§ GOAL OF THE EXERCISE
Your task is to write out the lines from the line containing "Detection labeling — target object is the dirty" through the last line of the material, exactly.

DATA LISTING start

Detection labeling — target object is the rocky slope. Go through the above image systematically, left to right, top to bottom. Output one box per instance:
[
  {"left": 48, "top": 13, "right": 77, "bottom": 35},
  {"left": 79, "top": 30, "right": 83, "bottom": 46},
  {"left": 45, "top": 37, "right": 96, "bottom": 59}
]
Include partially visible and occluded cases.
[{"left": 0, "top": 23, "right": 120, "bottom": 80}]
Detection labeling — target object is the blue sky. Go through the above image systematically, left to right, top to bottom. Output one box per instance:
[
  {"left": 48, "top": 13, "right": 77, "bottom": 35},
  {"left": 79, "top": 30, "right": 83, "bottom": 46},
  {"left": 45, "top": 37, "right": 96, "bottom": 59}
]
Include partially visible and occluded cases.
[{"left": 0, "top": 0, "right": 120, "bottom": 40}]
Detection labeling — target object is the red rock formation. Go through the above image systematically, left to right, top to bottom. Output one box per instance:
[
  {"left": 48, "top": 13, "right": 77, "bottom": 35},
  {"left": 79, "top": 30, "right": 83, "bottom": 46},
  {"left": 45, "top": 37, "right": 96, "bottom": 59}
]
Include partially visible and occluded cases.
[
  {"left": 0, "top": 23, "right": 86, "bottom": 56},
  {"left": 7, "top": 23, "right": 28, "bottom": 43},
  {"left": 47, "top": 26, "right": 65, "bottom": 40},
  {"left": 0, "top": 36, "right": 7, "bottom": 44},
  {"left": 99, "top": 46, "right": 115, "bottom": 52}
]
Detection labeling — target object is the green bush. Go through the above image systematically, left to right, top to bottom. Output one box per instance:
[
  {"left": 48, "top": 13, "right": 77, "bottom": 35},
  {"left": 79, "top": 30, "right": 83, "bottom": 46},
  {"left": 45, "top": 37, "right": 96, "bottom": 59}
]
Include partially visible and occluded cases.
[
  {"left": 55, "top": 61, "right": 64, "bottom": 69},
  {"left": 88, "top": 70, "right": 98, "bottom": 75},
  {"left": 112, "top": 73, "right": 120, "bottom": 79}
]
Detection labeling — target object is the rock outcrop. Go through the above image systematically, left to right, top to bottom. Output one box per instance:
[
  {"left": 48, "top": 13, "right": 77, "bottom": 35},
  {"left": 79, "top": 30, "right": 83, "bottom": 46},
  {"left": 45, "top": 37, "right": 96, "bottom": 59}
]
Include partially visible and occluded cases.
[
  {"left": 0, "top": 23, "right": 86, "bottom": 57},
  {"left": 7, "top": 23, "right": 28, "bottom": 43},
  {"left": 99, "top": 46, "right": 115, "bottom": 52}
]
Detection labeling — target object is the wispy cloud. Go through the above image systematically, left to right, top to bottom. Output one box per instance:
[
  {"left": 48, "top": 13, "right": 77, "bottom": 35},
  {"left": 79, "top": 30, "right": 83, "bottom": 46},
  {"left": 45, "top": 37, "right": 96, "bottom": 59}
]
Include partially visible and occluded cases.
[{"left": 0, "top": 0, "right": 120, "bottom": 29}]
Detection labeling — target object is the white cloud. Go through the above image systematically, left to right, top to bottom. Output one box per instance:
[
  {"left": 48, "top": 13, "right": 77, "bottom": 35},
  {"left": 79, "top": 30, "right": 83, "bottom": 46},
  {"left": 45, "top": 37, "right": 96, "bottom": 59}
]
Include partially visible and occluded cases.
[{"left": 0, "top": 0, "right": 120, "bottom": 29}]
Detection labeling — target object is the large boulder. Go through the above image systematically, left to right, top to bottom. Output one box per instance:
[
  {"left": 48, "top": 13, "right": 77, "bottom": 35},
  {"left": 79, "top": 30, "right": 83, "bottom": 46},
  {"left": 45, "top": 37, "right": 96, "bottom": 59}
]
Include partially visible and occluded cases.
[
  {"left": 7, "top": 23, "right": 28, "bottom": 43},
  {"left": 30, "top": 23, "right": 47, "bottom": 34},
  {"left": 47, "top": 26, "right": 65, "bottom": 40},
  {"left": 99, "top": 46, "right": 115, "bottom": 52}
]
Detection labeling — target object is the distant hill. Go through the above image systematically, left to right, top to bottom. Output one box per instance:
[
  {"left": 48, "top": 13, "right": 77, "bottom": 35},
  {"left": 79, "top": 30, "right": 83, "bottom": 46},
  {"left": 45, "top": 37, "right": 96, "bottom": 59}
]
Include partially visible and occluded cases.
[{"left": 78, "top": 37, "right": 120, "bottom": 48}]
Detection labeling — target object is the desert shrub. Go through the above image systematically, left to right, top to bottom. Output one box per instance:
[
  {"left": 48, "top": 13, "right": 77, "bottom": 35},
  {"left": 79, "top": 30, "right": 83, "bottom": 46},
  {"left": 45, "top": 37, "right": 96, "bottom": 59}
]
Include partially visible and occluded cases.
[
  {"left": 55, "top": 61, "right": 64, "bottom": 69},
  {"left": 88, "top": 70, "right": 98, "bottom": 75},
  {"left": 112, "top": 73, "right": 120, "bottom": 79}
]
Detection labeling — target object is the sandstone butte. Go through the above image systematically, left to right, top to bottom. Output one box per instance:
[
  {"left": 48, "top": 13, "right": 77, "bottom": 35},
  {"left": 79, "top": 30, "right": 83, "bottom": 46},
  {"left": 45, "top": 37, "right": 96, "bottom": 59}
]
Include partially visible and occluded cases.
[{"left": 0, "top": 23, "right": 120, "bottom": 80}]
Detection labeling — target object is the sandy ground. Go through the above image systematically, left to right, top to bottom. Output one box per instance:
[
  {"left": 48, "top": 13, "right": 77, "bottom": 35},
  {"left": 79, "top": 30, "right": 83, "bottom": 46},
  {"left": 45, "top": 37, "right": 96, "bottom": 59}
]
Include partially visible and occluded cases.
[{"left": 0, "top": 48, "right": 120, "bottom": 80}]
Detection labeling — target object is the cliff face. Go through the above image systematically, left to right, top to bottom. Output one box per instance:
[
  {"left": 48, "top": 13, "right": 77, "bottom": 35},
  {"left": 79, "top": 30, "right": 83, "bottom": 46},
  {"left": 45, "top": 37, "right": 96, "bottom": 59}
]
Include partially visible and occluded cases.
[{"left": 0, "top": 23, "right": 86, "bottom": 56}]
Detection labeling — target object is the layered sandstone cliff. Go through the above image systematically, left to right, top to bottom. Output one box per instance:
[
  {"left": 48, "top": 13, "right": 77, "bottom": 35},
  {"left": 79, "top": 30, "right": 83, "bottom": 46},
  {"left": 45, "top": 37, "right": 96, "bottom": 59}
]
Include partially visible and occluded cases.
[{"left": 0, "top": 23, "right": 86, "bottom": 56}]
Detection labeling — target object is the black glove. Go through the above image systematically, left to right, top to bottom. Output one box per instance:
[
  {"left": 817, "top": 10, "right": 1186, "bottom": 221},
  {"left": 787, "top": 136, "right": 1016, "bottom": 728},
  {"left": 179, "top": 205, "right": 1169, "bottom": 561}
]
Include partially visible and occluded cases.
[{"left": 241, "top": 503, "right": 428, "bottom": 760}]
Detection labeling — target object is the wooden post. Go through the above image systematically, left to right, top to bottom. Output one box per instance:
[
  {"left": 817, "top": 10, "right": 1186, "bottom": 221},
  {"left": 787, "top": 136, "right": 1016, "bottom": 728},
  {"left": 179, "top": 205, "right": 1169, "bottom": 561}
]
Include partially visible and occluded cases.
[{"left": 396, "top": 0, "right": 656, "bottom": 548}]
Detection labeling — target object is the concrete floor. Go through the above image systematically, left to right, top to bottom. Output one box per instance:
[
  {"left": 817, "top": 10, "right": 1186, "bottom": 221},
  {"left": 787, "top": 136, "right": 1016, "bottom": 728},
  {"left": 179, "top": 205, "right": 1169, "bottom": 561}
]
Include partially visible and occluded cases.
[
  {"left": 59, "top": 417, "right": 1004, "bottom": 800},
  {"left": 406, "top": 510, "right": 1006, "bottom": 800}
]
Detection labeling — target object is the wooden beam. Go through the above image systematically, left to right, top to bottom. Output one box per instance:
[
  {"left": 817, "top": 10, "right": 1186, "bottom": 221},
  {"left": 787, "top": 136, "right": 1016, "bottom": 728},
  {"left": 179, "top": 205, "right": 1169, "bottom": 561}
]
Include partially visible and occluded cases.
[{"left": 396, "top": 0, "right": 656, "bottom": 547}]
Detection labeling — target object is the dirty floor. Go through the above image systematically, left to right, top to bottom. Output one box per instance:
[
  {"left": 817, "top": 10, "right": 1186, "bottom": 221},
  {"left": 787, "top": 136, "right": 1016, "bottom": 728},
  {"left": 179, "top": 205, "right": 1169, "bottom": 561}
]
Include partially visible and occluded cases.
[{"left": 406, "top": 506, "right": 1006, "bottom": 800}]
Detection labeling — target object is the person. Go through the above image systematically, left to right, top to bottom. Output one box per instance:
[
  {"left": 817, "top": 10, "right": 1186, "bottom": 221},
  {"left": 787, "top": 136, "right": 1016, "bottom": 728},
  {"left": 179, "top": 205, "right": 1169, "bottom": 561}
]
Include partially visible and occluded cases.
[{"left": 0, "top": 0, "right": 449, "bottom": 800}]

DATA LISTING end

§ TASK RESPONSE
Detection labeling — target object is the dirty floor. Go through the above image systematically, left to right, top to bottom. Output one box per instance:
[
  {"left": 817, "top": 10, "right": 1186, "bottom": 221},
  {"left": 787, "top": 136, "right": 1016, "bottom": 728},
  {"left": 179, "top": 205, "right": 1169, "bottom": 561}
]
Include partially visible and occluded cases.
[{"left": 406, "top": 506, "right": 1006, "bottom": 800}]
Detection labeling — target object is the person. Go through the above image systematically, left to right, top to bottom. Output one box per instance:
[
  {"left": 817, "top": 10, "right": 1186, "bottom": 221},
  {"left": 787, "top": 136, "right": 1016, "bottom": 728},
  {"left": 179, "top": 205, "right": 1169, "bottom": 561}
]
Include partially visible and occluded cases.
[{"left": 0, "top": 0, "right": 449, "bottom": 800}]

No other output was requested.